• _Exercise_
The records below must be output exactly, without pictures.

+++ Data for analysis +++

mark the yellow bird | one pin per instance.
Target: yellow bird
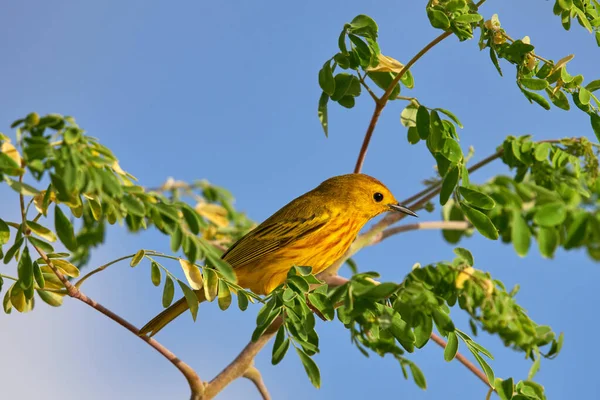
(313, 230)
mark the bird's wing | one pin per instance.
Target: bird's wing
(271, 236)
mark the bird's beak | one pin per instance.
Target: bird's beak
(402, 209)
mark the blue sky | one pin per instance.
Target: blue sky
(227, 91)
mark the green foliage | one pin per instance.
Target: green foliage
(552, 198)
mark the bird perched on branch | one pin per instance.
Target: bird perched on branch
(313, 230)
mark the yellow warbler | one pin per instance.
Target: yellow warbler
(313, 230)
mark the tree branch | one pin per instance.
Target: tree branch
(253, 374)
(463, 360)
(241, 363)
(196, 385)
(445, 225)
(380, 103)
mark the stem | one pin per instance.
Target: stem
(99, 269)
(463, 360)
(196, 385)
(445, 225)
(241, 363)
(363, 150)
(380, 103)
(253, 374)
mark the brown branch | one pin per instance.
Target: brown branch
(196, 385)
(445, 225)
(241, 363)
(363, 150)
(253, 374)
(380, 103)
(463, 360)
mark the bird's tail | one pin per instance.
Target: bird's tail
(169, 314)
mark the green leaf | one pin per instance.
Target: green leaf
(20, 187)
(477, 199)
(423, 332)
(538, 98)
(25, 269)
(384, 80)
(10, 253)
(451, 347)
(434, 141)
(468, 18)
(42, 231)
(41, 244)
(595, 121)
(534, 84)
(593, 85)
(559, 99)
(64, 229)
(224, 299)
(480, 221)
(451, 116)
(168, 292)
(4, 233)
(489, 373)
(381, 291)
(9, 166)
(423, 122)
(584, 96)
(242, 300)
(211, 284)
(190, 298)
(451, 150)
(541, 151)
(576, 231)
(448, 185)
(52, 299)
(322, 112)
(520, 233)
(192, 274)
(311, 368)
(280, 347)
(133, 205)
(413, 135)
(418, 376)
(326, 79)
(155, 274)
(362, 50)
(37, 275)
(191, 218)
(550, 214)
(408, 117)
(547, 241)
(465, 255)
(438, 19)
(565, 4)
(365, 26)
(139, 256)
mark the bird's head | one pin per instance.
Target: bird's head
(362, 193)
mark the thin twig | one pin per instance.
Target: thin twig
(241, 363)
(444, 225)
(380, 103)
(463, 360)
(363, 150)
(196, 385)
(362, 82)
(253, 374)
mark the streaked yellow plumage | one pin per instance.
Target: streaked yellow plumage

+++

• _Output of the task_
mark the yellow bird | one pin per instance.
Target: yellow bird
(313, 230)
mark the bird's wing | one pin per instance.
Target: bird's wing
(271, 236)
mark the bird's beak | one pin per instance.
Target: bird's beak
(402, 209)
mark the blue sky | one pin per instance.
Target: blue sky
(227, 91)
mark the green foliage | one pin per instance.
Target: green foliage
(552, 198)
mark the bird perched on branch | one pin per instance.
Target: bird perched on branch
(313, 230)
mark the yellow warbler | one pin per instance.
Target: yellow warbler
(313, 230)
mark the tree branch | one pin per instance.
Target: tree branch
(253, 374)
(463, 360)
(241, 363)
(196, 385)
(445, 225)
(380, 103)
mark the stem | one pin per instance.
Target: stem
(99, 269)
(463, 360)
(196, 385)
(445, 225)
(241, 363)
(363, 150)
(380, 103)
(253, 374)
mark the brown branch | one pin per instance.
Target: brown branch
(196, 385)
(445, 225)
(241, 363)
(363, 150)
(253, 374)
(380, 103)
(463, 360)
mark the bird's tail | one pin per instance.
Target: bird's tail
(169, 314)
mark the green leaf | one pin per instance.
Target: green leaf
(20, 187)
(477, 199)
(423, 332)
(538, 98)
(25, 269)
(384, 80)
(10, 253)
(451, 347)
(434, 141)
(468, 18)
(42, 231)
(41, 244)
(595, 121)
(534, 84)
(593, 85)
(559, 99)
(64, 229)
(224, 299)
(480, 221)
(451, 116)
(168, 292)
(4, 233)
(489, 373)
(381, 291)
(9, 166)
(423, 122)
(584, 96)
(242, 300)
(211, 284)
(190, 298)
(451, 150)
(541, 151)
(576, 231)
(448, 185)
(52, 299)
(322, 112)
(520, 233)
(192, 274)
(311, 368)
(280, 347)
(133, 205)
(413, 135)
(418, 376)
(326, 79)
(155, 274)
(362, 50)
(37, 275)
(191, 218)
(550, 214)
(408, 117)
(547, 241)
(465, 255)
(438, 19)
(565, 4)
(365, 26)
(139, 256)
mark the bird's head | one pin per instance.
Target: bird's head
(362, 193)
mark the thin twig | one pin per instance.
Target: thin twig
(241, 363)
(444, 225)
(380, 103)
(463, 360)
(363, 150)
(196, 385)
(362, 82)
(253, 374)
mark the streaked yellow plumage | one pin per instance.
Target: streaked yellow plumage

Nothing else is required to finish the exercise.